TEXTO A LER

O penúltimo dia de debates frente a frente arrancou com o encontro entre Luís Montenegro e Rui Rocha, inicialmente previsto para a sexta-feira passada, mas adiado devido à morte de um familiar do líder do PSD. Na SIC, Montenegro lembrou que a Iniciativa Liberal ficou fora da AD por vontade própria, enquanto Rui Rocha procurou combater o voto útil, garantindo que “a solução para o país” estava mesmo ali, naquela mesa. Em vários pontos, aliás, os dois candidatos apresentaram-se como diferentes, mas compatíveis — por exemplo, na área da justiça ou das Parcerias Público-Privadas na saúde, onde reconheceram haver “terreno comum”.

Pelo contrário, no que diz respeito à Caixa Geral de Depósitos não há qualquer possibilidade de convergência nas posição que os dois líderes defenderam: Montenegro entende que deve manter-se o banco público, a IL insiste na privatização.

Resta um único debate, e talvez o mais esperado: o frente a frente entre Pedro Nuno Santos e Luís Montenegro, os (principais) candidatos a primeiro-ministro, como líderes pelo PS e pela AD. Será esta segunda-feira, às 20h30, na RTP, SIC e TVI.

Depois haverá dois debates televisivos alargados, ambos na RTP, o primeiro logo na terça-feira, dia 20, entre todos os partidos sem assento parlamentar, às 21h00. E o segundo, sexta-feira, dia 23, com todos os líderes dos oito partidos com assento parlamentar, também às 21h00. O debate das rádios, também com Pedro Nuno Santos, Luís Montenegro, André Ventura, Rui Rocha, Mariana Mortágua, Paulo Raimundo, Inês Sousa Real e Rui Tavares, terá lugar segunda-feira, dia 26, às 10h00, e será emitido pela Rádio Observador, a TSF, a Rádio Renascença e a Antena 1. Pode ver o calendário dos debates que restam (e os que já se realizaram) neste gráfico.

Quem ganhou cada um dos debates? Ao longo destes dias, um painel de avaliadores do Observador tem dado nota de 1 a 10 a cada um dos candidatos por cada um dos frente a frente. E explicado porquê. A soma surge a cada dia, no gráfico inicial onde pode ver a classificação geral e saber quem tem estado melhor e quem lidera.

O QUE PRODUZIR
Resuma em duas frases o texto sobre os debates televisivos. Os registos provêm de outra fonte.

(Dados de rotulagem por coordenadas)
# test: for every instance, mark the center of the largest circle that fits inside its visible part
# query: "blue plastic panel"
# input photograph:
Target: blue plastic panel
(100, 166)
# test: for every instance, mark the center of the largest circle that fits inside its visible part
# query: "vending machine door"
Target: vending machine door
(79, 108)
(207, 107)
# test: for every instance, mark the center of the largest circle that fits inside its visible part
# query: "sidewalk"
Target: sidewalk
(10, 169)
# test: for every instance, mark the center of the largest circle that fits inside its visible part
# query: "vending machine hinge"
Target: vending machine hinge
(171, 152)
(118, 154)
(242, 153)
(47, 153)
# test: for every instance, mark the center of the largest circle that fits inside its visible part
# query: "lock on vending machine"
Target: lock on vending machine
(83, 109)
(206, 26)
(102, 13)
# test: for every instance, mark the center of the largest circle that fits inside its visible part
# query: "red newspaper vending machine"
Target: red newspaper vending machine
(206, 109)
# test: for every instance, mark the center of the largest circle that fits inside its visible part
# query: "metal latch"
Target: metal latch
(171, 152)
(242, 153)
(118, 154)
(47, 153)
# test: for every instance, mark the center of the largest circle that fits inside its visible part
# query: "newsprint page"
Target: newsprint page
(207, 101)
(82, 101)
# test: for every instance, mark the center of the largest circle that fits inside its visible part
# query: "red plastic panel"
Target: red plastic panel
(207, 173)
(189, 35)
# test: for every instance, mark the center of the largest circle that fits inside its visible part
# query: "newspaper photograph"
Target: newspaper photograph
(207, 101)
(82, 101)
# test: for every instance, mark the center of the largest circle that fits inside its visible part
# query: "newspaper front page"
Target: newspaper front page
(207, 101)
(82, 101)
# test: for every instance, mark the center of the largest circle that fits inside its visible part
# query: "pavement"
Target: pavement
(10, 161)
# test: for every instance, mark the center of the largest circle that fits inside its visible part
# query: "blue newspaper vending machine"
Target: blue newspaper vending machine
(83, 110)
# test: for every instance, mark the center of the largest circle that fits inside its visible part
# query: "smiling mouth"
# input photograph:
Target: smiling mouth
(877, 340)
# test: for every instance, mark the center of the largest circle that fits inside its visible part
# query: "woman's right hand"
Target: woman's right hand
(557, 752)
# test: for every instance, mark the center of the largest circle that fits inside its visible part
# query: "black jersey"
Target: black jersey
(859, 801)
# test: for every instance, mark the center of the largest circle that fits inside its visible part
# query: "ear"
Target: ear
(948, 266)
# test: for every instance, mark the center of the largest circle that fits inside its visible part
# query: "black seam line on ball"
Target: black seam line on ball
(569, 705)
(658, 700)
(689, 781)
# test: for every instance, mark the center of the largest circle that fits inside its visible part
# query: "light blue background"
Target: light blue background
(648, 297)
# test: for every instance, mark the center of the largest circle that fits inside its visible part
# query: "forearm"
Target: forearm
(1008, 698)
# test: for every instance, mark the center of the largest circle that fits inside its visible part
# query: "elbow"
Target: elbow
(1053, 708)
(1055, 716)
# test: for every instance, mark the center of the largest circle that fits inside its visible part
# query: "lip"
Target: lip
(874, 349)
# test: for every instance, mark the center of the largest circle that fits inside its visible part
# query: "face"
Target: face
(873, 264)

RESULTADO DA TAREFA
No debate na SIC entre Luís Montenegro e Rui Rocha, os dois apresentaram-se como diferentes mas compatíveis em áreas como a justiça e as Parcerias Público-Privadas na saúde, mas divergiram quanto à Caixa Geral de Depósitos, que Montenegro quer manter como banco público e a IL quer privatizar. Resta o frente a frente entre Pedro Nuno Santos e Luís Montenegro, na segunda-feira às 20h30 na RTP, SIC e TVI, seguido de dois debates alargados na RTP e de um debate das rádios na segunda-feira, dia 26.